Report how many lines of the data contain the string "dark". Add nothing.

====================

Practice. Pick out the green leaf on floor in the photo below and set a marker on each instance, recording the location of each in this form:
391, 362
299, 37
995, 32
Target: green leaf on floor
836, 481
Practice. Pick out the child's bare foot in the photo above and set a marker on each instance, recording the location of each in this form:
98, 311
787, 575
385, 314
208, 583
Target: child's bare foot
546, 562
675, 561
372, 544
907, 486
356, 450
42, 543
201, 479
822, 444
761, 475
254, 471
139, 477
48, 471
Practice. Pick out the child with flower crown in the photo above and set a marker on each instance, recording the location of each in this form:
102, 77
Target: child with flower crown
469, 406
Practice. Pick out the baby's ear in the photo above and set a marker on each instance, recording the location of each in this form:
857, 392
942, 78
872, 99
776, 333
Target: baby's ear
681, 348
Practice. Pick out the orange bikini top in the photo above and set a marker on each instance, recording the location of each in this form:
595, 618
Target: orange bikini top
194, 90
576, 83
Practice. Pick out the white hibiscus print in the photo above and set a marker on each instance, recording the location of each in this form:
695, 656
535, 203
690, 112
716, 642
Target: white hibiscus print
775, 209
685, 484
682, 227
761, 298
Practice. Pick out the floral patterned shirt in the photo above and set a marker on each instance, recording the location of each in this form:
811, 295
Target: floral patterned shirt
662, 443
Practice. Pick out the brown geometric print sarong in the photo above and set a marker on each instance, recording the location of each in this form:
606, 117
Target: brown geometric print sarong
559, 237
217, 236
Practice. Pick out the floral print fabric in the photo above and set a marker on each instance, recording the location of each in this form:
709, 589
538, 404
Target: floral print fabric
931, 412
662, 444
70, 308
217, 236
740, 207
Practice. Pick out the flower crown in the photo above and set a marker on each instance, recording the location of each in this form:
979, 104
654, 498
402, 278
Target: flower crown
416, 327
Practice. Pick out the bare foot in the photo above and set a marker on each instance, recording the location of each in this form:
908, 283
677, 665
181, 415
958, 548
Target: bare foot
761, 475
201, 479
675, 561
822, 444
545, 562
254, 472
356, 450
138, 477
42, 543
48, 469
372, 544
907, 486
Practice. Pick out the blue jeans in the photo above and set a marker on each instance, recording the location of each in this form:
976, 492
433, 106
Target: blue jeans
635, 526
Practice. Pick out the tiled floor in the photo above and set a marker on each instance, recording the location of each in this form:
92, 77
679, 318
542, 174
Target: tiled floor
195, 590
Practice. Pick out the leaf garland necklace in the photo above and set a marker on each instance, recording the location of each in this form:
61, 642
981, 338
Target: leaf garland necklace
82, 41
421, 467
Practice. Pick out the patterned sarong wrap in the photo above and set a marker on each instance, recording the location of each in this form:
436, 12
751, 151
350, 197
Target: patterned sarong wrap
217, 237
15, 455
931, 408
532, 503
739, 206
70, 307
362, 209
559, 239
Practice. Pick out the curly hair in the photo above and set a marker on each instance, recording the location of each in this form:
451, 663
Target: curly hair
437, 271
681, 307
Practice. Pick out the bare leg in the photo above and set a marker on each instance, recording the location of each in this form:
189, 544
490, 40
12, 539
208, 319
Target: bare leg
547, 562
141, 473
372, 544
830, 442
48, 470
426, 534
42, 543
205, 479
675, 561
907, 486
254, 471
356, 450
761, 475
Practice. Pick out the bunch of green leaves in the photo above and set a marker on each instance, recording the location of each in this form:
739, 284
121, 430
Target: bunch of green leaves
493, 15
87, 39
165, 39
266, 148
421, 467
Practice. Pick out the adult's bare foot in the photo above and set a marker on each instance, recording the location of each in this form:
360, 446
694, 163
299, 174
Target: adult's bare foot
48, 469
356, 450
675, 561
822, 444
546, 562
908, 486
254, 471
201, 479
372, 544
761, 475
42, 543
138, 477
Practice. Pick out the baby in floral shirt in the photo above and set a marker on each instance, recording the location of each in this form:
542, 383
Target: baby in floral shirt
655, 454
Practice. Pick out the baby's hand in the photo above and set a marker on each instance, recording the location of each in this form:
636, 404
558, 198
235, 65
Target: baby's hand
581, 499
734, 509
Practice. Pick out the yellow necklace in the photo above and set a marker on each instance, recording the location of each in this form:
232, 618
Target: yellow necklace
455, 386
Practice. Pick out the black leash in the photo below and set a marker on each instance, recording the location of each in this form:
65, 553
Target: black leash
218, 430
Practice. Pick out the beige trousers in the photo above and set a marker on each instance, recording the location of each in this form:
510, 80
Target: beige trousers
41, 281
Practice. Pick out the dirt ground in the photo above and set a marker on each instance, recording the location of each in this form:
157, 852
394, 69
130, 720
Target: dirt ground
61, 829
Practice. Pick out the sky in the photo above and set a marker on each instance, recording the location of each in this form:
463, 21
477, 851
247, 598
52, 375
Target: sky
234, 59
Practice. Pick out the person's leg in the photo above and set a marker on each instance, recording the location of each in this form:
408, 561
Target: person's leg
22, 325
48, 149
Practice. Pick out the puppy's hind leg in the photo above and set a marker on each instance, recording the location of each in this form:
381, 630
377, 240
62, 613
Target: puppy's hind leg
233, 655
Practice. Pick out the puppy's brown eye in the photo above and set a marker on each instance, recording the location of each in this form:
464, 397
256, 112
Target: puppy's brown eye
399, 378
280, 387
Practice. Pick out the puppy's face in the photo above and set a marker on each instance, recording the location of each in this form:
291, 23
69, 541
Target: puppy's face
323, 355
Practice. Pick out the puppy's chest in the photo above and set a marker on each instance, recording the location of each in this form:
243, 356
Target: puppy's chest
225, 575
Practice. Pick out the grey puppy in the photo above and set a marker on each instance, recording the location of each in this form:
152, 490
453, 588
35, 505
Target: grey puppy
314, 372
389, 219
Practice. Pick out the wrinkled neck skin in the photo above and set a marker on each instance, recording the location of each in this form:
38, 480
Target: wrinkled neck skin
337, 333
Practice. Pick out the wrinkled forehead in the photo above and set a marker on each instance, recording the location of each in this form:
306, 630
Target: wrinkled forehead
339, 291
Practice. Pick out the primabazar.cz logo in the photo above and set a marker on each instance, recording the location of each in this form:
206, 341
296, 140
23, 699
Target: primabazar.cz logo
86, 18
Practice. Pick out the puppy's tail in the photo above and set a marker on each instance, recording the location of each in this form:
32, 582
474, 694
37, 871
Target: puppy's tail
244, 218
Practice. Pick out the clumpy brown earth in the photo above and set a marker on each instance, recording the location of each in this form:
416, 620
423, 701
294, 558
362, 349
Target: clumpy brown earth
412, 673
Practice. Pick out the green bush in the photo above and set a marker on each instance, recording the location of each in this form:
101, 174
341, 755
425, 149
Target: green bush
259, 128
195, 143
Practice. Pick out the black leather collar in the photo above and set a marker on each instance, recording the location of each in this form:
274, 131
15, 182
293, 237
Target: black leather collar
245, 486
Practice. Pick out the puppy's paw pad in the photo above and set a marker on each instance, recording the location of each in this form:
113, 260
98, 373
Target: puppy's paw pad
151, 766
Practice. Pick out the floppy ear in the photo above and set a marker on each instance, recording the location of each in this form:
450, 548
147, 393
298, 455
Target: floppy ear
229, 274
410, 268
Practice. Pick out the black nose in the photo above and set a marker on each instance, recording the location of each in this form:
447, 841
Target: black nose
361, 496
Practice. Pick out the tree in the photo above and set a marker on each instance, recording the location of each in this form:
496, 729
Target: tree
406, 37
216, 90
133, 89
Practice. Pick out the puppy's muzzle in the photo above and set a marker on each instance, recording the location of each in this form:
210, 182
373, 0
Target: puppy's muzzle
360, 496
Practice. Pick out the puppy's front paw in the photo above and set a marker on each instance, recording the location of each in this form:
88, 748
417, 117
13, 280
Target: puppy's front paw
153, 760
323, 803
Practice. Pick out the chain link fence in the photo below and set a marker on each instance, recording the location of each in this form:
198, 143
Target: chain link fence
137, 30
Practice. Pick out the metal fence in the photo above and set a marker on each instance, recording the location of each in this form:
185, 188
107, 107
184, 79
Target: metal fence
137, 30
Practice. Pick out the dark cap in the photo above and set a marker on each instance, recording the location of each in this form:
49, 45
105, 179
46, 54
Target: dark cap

====================

# [TASK OUTPUT]
2